> Exercise description:
Pick out every line of the data below that contains the string "white" and copy each one. The match is case-sensitive.

☆ ☆ ☆ ☆ ☆ ☆ ☆

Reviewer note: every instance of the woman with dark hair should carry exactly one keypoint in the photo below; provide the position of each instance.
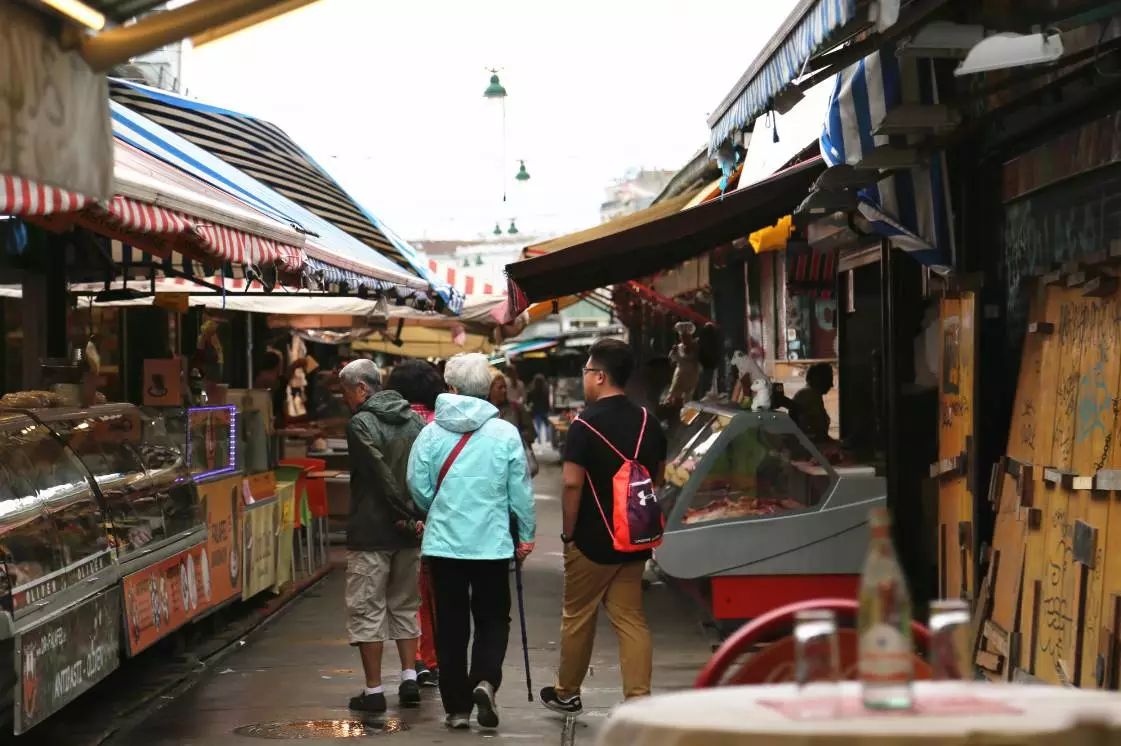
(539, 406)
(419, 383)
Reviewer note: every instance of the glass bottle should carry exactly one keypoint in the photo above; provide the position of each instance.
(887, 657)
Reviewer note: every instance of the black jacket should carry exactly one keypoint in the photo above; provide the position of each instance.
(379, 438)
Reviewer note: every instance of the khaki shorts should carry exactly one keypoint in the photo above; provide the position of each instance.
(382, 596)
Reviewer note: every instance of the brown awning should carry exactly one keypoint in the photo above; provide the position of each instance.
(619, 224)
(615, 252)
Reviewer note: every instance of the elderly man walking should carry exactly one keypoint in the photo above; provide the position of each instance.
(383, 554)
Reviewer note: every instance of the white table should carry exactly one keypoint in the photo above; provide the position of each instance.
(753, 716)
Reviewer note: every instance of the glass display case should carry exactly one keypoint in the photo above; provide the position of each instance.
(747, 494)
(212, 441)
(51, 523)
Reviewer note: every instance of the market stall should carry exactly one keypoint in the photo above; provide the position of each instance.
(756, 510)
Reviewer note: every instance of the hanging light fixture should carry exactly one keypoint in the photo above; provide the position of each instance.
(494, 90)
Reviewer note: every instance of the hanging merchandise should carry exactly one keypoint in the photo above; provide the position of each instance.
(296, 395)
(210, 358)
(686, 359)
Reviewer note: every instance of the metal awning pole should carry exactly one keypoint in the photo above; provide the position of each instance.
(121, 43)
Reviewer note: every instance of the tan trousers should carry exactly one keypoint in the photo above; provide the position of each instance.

☆ ☆ ☆ ☆ ☆ ☆ ☆

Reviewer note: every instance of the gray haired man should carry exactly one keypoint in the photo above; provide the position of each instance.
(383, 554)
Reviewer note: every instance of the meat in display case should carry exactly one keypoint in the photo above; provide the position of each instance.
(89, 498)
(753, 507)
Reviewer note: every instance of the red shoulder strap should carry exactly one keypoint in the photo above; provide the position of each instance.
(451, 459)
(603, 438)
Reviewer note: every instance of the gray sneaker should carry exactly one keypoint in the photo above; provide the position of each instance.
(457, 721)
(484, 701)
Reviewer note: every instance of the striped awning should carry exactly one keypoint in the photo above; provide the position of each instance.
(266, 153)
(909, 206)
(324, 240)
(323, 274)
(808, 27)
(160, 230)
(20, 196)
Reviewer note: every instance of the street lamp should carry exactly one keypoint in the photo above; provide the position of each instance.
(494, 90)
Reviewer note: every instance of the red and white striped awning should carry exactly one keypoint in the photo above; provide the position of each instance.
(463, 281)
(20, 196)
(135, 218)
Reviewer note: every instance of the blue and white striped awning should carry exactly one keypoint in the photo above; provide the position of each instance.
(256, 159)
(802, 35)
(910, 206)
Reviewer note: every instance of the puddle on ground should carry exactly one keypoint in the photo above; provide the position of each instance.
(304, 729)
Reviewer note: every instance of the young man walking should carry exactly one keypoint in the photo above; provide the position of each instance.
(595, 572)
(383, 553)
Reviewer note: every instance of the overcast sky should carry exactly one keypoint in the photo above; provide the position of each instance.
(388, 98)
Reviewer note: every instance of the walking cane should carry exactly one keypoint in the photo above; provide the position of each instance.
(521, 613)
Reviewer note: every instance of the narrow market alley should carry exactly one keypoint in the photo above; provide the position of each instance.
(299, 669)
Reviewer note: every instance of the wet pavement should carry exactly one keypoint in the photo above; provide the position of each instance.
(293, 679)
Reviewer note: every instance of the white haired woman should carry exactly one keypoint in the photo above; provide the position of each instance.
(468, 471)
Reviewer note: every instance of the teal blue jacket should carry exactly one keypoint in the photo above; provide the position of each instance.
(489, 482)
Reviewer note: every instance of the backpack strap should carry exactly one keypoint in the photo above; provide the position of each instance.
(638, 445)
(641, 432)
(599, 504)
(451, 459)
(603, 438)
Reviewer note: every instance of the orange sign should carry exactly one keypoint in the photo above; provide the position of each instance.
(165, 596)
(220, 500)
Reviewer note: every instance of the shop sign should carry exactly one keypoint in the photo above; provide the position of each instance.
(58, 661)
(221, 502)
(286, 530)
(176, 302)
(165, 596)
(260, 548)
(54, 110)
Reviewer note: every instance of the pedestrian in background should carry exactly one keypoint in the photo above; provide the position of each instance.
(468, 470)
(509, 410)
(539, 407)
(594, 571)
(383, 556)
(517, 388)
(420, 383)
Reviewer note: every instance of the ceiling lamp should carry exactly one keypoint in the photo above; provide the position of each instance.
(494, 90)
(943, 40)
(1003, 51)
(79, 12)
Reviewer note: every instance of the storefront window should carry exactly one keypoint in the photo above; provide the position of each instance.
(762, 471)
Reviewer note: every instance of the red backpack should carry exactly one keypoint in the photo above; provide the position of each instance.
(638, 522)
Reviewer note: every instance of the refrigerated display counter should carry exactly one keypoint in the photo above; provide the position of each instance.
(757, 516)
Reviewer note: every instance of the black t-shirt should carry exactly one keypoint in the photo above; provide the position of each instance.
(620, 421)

☆ ☆ ☆ ☆ ☆ ☆ ☆

> Correct result:
Reviewer note: every instance of the white table should carry exactly one keypoint in the photo above; provide the position of each instance.
Reviewer note: every instance of the red and white striped awning should carry exactly one keypoint in the photo above; provide the position of each instance.
Reviewer note: every instance of the blue and white striped awning should carry exactly one keypoint in the photo above; provide the position of each instance.
Reviewer note: every instance of the white haired woman should carry exactly one keypoint in the photo above; provide the position of each instance.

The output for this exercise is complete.